> [TEXTE]:
"""

[Focus Karayib] Stevy Mahy, une Renaissance Woman caribéenne du 21ème siècle

En ce mois d’octobre 2020, je veux mettre à l’honneur Stevy Mahy pour le deuxième focus Karayib de Karukerament.com. Entrepreneuse, autrice, réalisatrice, elle est avant tout une chanteuse caribéenne qui transcende les styles et les genres telle une créatrice du 21ème siècle.

S comme sensibilité

J’ai découvert Stevy Mahy en faisant des recherches pour mon dossier sur les représentations de l’esclavage dans la musique. Au-delà du charme de sa voix portée par le genre d’arrangement guitare acoustique que j’affectionne, ce sont les paroles de son single “Haïti Chérie” qui m’ont frappée lors des premières écoutes. Ma mémoire me joue peut-être des tours, mais j’ai réellement l’impression que c’est la première fois que j’entendais le nom Haïti prononcé avec douceur et avec amour. Je ne peux pas dire avoir un souvenir précis de cette xénophobie irrationnelle que certain.e.s Guadeloupéen.nes exprimaient ouvertement envers les Haïtiens… mais je sais que cette xénophobie était réelle et me déstabilisait d’une façon que mon moi enfant ne savait pas encore verbaliser. La sensibilité avec laquelle Stevy Mahy chantait cette ode à une île soeur m’a touchée d’autant plus par la singularité de ce discours artistique que je n’avais jamais entendu.

"""

> [EXTRAIT DE DONNÉES]:
"""

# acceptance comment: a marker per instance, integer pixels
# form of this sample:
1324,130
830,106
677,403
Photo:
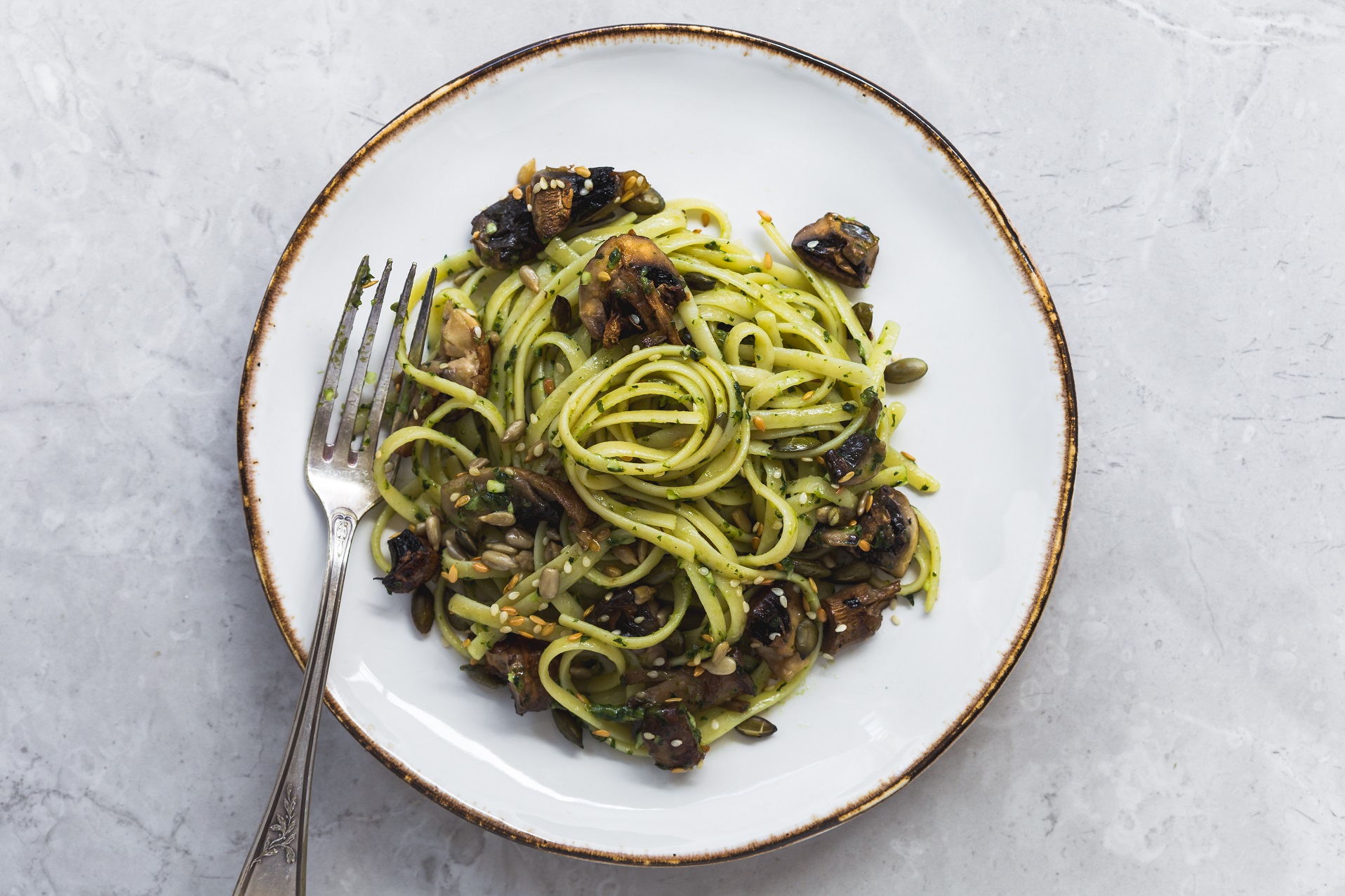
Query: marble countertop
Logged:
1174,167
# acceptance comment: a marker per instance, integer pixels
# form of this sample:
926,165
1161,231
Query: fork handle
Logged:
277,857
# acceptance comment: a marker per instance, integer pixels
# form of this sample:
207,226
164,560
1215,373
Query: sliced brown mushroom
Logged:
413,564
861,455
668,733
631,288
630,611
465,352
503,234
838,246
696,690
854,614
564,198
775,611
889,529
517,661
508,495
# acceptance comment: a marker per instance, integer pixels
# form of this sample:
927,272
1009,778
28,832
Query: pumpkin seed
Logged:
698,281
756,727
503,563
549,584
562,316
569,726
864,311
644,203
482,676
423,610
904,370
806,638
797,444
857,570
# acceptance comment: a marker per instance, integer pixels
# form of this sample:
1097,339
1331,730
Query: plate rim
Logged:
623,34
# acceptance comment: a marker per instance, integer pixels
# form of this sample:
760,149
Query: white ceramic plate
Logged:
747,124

"""

> [CONSIGNES]:
A – Recopiez fidèlement le passage du texte sur Stevy Mahy qui commence par « [Focus Karayib] Stevy » et se poursuit jusqu’à « du 21ème siècle. ».
B – Reprenez le texte sur Stevy Mahy à l’endroit où il s’arrête et poursuivez-le.
La liste ci-dessus est un document à part, indépendant du texte.

> [RÉPONSES]:
A –
[Focus Karayib] Stevy Mahy, une Renaissance Woman caribéenne du 21ème siècle

En ce mois d’octobre 2020, je veux mettre à l’honneur Stevy Mahy pour le deuxième focus Karayib de Karukerament.com. Entrepreneuse, autrice, réalisatrice, elle est avant tout une chanteuse caribéenne qui transcende les styles et les genres telle une créatrice du 21ème siècle.

B –
T comme Timbre

Je suis fan des voix rauques, celles qui cassent légèrement en fin de phrase, celles qui transmettent une énergie chaleureuse même en chuchotant. Je sais qu’il existe d’autres chanteuses caribéennes avec cette particularité mais son timbre à elle fait vibrer mes émotions d’une manière différente.

E comme élégance

J’apprécie le style folk. D’ailleurs, les chansons coréennes qui m’ont le plus émues sont des chansons folk. Cela ne m’empêche pas de trouver ce style ennuyeux à la longue. Mais je ne m’en lasse pas quand il est mêlé à des tambours traditionnels… Et même quand les tambours sont absents, sa voix à elle continue de transmettre une énergie pleine d’élégance.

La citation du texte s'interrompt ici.